-------- Rows --------

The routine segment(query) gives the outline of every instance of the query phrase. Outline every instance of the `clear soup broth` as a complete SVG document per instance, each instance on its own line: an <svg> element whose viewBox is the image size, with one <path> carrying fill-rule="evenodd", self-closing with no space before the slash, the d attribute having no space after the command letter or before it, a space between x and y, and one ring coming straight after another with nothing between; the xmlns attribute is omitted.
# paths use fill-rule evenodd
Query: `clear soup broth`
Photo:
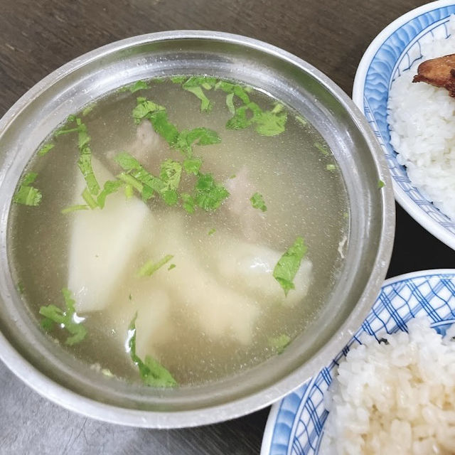
<svg viewBox="0 0 455 455"><path fill-rule="evenodd" d="M36 323L87 367L153 387L282 352L320 311L348 237L316 129L207 77L140 81L87 107L37 151L14 199L10 262Z"/></svg>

--------

Update the listing above by changing every "broth" to "stock" and leaving everything else as it is. Reproduce the result without the pictures.

Completed task:
The routine segment(query) gives the outline of every instance of the query phrase. Outline every instance of the `clear soup stock` as a complete SVG document per instance, each instance on its own line: an <svg> element whose viewBox is the image size, with one <path> carrying fill-rule="evenodd", self-closing with no space before the slash, the d attribute having no space after the command letter or before it, a space between x and y, and one ring coming straight after another with nothing between; the xmlns attribute is omitted.
# paths use fill-rule evenodd
Query: `clear soup stock`
Photo:
<svg viewBox="0 0 455 455"><path fill-rule="evenodd" d="M36 323L87 367L153 387L282 352L320 311L348 237L316 129L207 77L140 81L87 107L37 151L14 199L10 262Z"/></svg>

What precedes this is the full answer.